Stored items

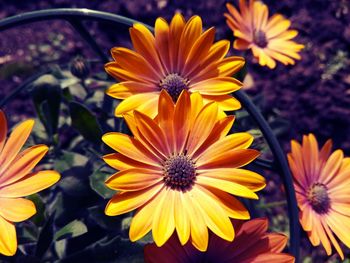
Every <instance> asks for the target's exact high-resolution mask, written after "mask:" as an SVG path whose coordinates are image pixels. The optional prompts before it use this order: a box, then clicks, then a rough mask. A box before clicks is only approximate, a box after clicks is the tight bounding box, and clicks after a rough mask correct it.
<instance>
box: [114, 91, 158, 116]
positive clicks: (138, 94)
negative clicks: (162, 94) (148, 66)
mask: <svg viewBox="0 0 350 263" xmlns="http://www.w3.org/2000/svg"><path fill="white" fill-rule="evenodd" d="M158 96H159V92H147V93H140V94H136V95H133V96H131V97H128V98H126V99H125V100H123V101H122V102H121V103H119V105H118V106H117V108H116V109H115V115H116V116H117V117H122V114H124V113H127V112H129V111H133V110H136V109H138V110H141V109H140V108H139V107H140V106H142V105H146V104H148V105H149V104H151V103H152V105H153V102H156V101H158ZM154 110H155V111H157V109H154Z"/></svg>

--

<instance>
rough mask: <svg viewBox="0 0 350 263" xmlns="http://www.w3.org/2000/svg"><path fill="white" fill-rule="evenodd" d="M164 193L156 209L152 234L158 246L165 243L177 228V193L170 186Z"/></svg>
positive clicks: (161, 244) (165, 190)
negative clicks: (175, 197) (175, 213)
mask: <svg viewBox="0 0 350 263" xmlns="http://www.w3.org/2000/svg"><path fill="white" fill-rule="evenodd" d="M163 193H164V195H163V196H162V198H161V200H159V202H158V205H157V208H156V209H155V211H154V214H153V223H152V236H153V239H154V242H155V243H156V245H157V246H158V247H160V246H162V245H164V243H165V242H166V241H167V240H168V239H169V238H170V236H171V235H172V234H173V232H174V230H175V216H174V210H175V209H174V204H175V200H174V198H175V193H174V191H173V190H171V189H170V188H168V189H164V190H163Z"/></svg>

▶ Aim of the task: From the line with "Every <instance> asks" up to and including the line with "positive clicks: (138, 94)", switch each "clicks" in the listing to "points". Write out only those lines, with everything else left as it is.

▶ Response box:
Every <instance> asks for the target's exact high-resolution mask, written after "mask:" as an SVG path whose coordinates are image pixels. The optional prompts before it use this order: a box, then points, then a rough mask. A box before points is only approximate, a box after points is the tight bounding box, and points after a rough mask correct it.
<instance>
box: [114, 91, 158, 116]
positive points: (138, 94)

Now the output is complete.